• [ZUR AUFGABE]:
Bitte beantworten Sie anhand des Textauszugs kurz diese Fragen:
1. Welche Umstände bei den Mietern der Beklagten reichen laut Gericht nicht aus, um sie als besonders „störungsgeneigt“ anzusehen?
2. Von welchem Datum ist das Urteil des Bundesgerichtshofs, in dem es um den Betreiber eines Drogenhilfezentrums ging?
3. Welches Aktenzeichen trägt das Urteil des Bundesgerichtshofs vom 27.01.2006?

Vorliegend vermag das Gericht nicht zu erkennen, dass für die Beklagten bei der Überlassung ihres Hausgrundstücks an die Beklagten zu erkennen war, dass hierdurch in besonderer Weise Störungen für die Nachbarschaft hervorgerufen werden konnten. Aus Sicht des Gerichts besteht keine Veranlassung, die Mieter der Beklagten in besonderer Weise zu stigmatisieren und diese nicht als ganz „normale“ Menschen zu betrachten. Der Umstand, dass die Mieter der Beklagten öffentliche Unterstützungsleistung erhalten und in ihrem Haushalt neben minderjährigen Kinder auch Haustiere leben, kann noch nicht dazu führen, diese als besonders „störungsgeneigt“ anzusehen. Aus Sicht des Gerichts unterscheidet sich die vorliegende Konstellation deutlich von den seinerzeit vom Bundesgerichtshofs im Rahmen seines Urteils vom 07.04.2000 zu beurteilenden Sachverhalt. Soweit der Bundesgerichtshof die mittelbare Störereigenschaft des Vermieters an den Betreiber eines Drogenhilfezentrums bejaht hat, ist der Argumentation des Bundesgerichtshofs zu folgen, dass von den Besuchern eines Drogenhilfezentrums durchaus Beeinträchtigungen für die Nachbarschaft ausgehen können, da durchaus damit gerechnet werden konnte, dass der Drogenszene zuzurechnende Besucher die Nachbarschaft beeinträchtigen. Der Bundesgerichtshof hat insoweit ausgeführt, dass „die Verunreinigung des Gehsteigs durch Fixerutensilien, Blut und Fäkalien … adäquate Folgen des Betriebs des Drogenhilfezentrums (sind).“ Aus welchen Gründen die Beklagten mit besonderen Störungen seitens ihrer Mieter hätten rechnen sollen, erschließt sich dem Gericht nicht.

Der Bundesgerichtshof hat im Rahmen seines Urteils vom 27.01.2006 – V ZR 26/05 (NJW 2006, 992) ausdrücklich bekräftigt, dass als mittelbarer Handlungsstörer ein Eigentümer für Störungshandlungen seines Mieters nur verantwortlich gemacht werden kann, wenn er den Mieter den Gebrauch seiner Sache mit der Erlaubnis zu den störenden Handlungen überlassen hat oder wenn er es unterlässt, den Mieter von dem nach dem Mietvertrag unerlaubten, fremdes Eigentum beeinträchtigenden Gebrauch der Mietsache abzuhalten.

• [DATENSÄTZE]:
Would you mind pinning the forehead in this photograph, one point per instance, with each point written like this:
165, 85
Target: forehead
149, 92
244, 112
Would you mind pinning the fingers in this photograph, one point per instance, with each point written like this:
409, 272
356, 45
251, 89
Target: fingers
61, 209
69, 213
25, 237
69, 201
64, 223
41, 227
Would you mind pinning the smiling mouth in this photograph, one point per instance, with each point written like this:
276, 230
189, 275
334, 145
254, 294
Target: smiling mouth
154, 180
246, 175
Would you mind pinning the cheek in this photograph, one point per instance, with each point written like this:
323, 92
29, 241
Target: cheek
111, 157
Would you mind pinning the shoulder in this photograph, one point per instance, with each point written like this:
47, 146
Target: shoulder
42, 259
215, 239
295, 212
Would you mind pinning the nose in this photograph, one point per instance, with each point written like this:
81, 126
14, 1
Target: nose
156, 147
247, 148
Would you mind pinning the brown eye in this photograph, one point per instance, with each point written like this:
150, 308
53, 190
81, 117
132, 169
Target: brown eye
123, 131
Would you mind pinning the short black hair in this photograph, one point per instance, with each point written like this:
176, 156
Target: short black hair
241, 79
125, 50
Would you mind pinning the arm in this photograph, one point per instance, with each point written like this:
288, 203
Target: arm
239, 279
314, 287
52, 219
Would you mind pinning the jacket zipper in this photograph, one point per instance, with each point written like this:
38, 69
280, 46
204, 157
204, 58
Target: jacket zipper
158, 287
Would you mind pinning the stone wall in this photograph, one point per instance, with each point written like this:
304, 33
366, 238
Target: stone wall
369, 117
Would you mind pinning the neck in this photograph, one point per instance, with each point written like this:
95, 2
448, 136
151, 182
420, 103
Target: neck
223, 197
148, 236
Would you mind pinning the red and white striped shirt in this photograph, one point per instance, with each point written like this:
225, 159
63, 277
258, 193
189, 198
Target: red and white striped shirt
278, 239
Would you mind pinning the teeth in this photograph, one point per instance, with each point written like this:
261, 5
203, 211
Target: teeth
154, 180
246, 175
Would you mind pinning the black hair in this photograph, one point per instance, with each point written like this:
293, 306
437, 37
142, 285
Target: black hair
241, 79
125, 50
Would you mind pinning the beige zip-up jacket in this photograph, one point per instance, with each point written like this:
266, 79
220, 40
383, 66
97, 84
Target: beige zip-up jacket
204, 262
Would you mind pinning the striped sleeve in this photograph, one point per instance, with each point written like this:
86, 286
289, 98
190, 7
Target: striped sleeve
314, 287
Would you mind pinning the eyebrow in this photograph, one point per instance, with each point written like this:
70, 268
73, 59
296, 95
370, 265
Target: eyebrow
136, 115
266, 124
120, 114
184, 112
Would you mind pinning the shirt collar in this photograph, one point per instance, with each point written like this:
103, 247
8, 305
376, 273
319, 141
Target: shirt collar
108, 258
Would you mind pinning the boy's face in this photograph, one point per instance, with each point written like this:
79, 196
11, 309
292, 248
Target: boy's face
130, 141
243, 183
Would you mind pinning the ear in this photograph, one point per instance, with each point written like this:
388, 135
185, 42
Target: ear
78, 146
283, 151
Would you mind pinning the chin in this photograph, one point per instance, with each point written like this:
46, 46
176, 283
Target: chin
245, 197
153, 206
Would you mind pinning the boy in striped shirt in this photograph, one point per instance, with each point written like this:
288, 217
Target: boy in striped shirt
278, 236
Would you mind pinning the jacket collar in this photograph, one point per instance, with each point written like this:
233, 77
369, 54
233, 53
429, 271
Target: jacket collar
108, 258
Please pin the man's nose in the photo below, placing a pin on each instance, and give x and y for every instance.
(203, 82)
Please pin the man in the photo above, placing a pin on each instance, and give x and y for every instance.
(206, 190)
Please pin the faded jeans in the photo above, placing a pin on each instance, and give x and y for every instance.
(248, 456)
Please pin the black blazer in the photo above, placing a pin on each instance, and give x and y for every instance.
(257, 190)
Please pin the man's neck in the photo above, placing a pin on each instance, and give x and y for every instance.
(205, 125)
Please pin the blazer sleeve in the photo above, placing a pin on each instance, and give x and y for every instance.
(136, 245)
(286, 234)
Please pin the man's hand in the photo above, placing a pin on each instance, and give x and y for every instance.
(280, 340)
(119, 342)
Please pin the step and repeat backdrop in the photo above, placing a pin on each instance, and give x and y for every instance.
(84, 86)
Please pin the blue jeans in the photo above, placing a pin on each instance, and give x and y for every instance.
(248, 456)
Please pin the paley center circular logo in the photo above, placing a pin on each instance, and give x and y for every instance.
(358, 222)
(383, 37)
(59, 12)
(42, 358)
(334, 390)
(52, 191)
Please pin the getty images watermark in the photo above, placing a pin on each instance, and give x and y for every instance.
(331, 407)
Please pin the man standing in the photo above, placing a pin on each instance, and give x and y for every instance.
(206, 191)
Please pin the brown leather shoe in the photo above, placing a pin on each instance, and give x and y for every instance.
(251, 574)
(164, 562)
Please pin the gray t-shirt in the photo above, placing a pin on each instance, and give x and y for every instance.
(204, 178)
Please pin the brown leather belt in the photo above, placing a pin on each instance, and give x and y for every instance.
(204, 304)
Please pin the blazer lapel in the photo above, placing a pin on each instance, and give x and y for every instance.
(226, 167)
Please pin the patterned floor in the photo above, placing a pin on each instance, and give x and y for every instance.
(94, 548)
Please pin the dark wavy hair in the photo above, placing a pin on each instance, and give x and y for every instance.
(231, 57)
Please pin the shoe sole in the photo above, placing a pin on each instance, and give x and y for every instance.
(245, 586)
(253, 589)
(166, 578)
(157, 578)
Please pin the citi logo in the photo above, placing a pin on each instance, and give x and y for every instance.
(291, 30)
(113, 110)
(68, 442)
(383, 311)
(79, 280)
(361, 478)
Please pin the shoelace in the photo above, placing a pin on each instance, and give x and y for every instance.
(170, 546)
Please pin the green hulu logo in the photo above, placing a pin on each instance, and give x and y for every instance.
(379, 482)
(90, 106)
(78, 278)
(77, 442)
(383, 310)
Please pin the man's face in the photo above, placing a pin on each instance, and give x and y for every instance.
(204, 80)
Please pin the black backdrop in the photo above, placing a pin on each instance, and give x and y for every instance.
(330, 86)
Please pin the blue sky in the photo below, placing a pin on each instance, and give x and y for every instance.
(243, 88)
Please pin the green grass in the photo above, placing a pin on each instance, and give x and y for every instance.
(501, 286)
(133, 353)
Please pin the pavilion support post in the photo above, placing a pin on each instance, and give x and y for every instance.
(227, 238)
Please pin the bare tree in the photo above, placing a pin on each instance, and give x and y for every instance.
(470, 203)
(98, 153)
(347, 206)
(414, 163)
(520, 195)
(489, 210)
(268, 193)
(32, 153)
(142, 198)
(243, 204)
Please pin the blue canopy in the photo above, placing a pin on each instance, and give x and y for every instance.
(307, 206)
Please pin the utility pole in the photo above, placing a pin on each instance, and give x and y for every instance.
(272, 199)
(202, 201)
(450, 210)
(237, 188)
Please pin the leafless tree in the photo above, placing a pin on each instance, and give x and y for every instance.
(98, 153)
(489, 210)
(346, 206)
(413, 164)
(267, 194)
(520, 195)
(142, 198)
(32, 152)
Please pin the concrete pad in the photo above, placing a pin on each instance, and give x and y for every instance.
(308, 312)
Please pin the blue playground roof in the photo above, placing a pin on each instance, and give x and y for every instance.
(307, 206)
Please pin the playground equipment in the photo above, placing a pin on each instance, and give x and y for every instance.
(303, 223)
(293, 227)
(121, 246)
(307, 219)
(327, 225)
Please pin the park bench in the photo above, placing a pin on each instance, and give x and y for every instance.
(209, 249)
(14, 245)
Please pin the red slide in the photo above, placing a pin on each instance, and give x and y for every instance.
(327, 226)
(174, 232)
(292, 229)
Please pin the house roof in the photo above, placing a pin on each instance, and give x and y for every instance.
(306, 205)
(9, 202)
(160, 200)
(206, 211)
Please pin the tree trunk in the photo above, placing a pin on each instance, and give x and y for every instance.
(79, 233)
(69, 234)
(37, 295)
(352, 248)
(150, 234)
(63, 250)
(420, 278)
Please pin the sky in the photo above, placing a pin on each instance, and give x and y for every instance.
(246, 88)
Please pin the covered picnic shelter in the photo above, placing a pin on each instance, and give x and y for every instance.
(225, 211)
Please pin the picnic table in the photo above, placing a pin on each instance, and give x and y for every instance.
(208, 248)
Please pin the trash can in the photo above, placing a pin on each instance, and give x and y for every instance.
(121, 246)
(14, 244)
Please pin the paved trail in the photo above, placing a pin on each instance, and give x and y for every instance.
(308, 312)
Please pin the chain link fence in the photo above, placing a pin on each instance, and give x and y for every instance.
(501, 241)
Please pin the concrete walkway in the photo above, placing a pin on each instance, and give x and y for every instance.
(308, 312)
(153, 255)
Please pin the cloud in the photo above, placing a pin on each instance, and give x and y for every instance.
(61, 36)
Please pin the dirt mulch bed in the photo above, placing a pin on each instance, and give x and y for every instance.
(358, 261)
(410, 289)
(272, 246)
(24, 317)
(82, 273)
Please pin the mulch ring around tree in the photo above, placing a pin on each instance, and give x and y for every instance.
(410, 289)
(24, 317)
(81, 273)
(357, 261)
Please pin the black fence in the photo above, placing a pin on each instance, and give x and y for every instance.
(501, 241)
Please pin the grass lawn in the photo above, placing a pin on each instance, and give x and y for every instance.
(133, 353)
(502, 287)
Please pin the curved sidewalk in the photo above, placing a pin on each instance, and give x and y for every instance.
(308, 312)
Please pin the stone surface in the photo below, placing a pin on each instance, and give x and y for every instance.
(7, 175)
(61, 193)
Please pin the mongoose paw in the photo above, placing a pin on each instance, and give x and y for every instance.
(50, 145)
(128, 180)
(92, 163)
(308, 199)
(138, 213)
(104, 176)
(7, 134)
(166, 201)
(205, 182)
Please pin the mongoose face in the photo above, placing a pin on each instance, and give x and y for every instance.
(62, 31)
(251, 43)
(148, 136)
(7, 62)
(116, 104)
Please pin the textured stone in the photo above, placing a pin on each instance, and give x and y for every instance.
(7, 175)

• [ANTWORTBEREICH]:
1. Sie erhalten öffentliche Unterstützungsleistung, und in ihrem Haushalt leben neben minderjährigen Kindern auch Haustiere.
2. Vom 07.04.2000.
3. V ZR 26/05.